● **Written problem 1**
According to the interview, where did the two of them go to mix the album?

● **Supplied passage**
Alex - you’re known predominantly as a visual artist. How long have you been making music?
I’ve been making music for a long time, actually since before the visual stuff. I have been in bands since I was 15, mostly rock and roll bands, so making music and collaborating is not new for me. This is the first album I’ve released or published though…
When did you both get into “quieter” music?
Alex: When I was 18 or 19. I used to make music with my brother, which was always quieter. I immediately liked it. It felt somehow like it was my roots. If felt right to lose the pulse. Before Riceboy sleeps I’d been making stuff by myself at home, with good friends or again with my brother.
Jónsi: When I was young I used to put on ambient music. I used to listen to it intensely, it really did something for me. If I was feeling blue and sad it would actually soothe me. As you get older and more boring you tend to put it on and keep it in the background. The challenge for us was to make something quiet but still interesting. I was listening to [our album] recently and was surprised at how intense it is in places. It’s not like a pure ambient album. It’s not really all that relaxing sometimes.
Is this music is intimately tied up with your combined visual art aesthetic?
Alex: Definitely. They are one and the same for me. When Jónsi and I make photos or video projects, they come from exactly the same place as the songs. We’re always hoping to create the same kind of atmosphere.
When did the two of you first start making music?
Alex: We’ve been making music since we met in 2005, on and off. In fact we’ve been working on this project since then. We didn’t know we had an album until recently though. When we realized this, we took a month off and went to Hawaii to mix the album there.
And the whole album was recorded at your home in Reykjavik?
Alex: Yes, in our apartment we have all the instruments - harmonium, celeste, glockenspiels, piano, guitars…we wrote the whole thing on acoustic instruments.
Jonsi: It was really drawn out and involved time spent in our living room and kitchen. It was great.
How did the song-writing process work for this project?
Alex: Often the songs would grow from a sample or something, and just evolve. They very often became something else than they were intended to be. I personally like playing piano, guitar and harmonium. They are my three favourites. I also love the sampler, recording sounds and then playing with them and processing them.

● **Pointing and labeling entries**

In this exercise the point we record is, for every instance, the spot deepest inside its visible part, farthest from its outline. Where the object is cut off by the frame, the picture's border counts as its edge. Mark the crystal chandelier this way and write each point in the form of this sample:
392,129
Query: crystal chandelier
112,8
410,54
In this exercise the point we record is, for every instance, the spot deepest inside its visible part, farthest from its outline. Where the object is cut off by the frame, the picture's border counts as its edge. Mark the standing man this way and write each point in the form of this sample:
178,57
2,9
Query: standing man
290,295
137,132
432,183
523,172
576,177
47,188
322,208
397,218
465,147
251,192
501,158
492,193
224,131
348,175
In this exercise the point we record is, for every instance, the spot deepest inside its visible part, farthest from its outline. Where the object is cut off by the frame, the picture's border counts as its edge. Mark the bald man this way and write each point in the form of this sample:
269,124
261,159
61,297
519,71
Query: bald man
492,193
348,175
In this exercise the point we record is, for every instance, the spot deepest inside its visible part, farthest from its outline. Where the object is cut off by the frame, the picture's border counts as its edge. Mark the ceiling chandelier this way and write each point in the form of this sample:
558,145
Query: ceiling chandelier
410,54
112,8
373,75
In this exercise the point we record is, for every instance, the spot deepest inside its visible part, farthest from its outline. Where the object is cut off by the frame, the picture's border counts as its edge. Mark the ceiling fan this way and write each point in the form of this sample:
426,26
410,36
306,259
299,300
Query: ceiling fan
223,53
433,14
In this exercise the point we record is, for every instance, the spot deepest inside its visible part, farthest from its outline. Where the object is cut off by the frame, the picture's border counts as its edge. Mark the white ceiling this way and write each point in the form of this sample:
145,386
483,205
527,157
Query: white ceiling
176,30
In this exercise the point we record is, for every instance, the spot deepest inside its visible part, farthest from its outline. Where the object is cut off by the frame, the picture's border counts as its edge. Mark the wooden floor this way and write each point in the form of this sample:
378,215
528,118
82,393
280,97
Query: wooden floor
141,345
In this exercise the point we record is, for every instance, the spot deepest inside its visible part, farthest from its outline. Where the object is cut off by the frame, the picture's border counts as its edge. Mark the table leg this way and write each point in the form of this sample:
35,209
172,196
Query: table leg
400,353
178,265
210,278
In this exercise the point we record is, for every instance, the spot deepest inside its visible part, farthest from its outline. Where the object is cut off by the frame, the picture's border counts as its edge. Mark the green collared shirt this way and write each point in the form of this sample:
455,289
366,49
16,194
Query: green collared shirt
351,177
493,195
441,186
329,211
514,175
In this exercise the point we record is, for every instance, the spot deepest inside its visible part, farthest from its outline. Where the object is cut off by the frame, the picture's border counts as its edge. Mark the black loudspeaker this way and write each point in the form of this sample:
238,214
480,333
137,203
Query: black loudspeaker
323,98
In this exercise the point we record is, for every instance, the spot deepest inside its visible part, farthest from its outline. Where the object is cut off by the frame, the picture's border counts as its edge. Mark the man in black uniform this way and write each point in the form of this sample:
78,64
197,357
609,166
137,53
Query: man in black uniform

● **Written problem 2**
Give only the number of lines in the records that contain the string "wooden", counting case-sensitively.

● **Exercise output 1**
Hawaii

● **Exercise output 2**
2